SOURCE DOCUMENT »
===

Personally, I’m a big fan of repurposing top evergreen content on a weekly/monthly basis depending on the channel (especially when Sprout’s Send Again feature in the Post Performance Report makes it so easy!) but I’m interested to see if this is still a tactic our community members are leveraging.
If you aren’t doing it, why/why not? If you are doing it, what’s your cadence for repurposing content? Are you doing it across all channels or specific ones?
Best answer by alanna.moriarty
Huge advocate for reposting content on socials.
No one sees every post you send. You get new followers, the algorithms change, people are online at different times…. I read a stat that it takes someone seeing an ad 7 times before clicking or engaging. So why not repost?
Seasonal relevance. Sometimes there’s a news cycle that aligns with your content. Or you have evergreen content that is relevant at different times of the month or year.
It supports our content strategy. We repurpose and reference content in our events and webinars, so I mix in relevant content with the explicit event promotion to improve audience interest.
@jackie.dunham I’m a big fan of repurposing content as well. Whenever we see a piece of content really drive engagement and/or impressions we reshare it to continue to give it a longer life span.

===

YOUR GOAL » In the thread on repurposing content, list every reason the best answer gives for reposting content on socials. The lines after this are separate material with no link to the thread on repurposing content.

RAW DATA »

===

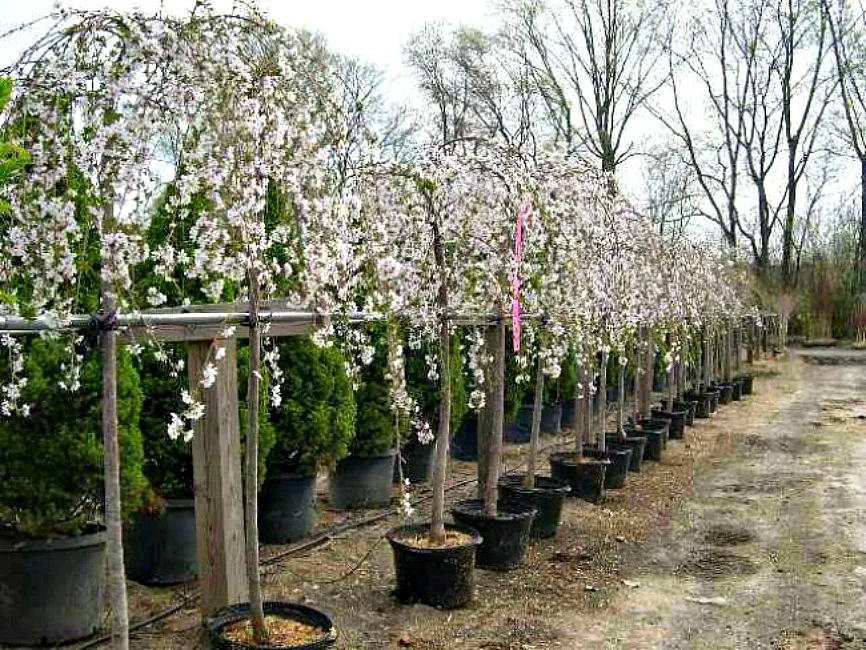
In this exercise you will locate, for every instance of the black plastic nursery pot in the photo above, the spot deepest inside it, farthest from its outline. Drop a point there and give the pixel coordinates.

===

EXPECTED ANSWER »
- No one sees every post you send: you get new followers, the algorithms change, and people are online at different times.
- Seasonal relevance: a news cycle may line up with your content, or evergreen content may be relevant at different times of the month or year.
- It supports the content strategy: content is repurposed and referenced in events and webinars, so relevant content is mixed in with event promotion to raise audience interest.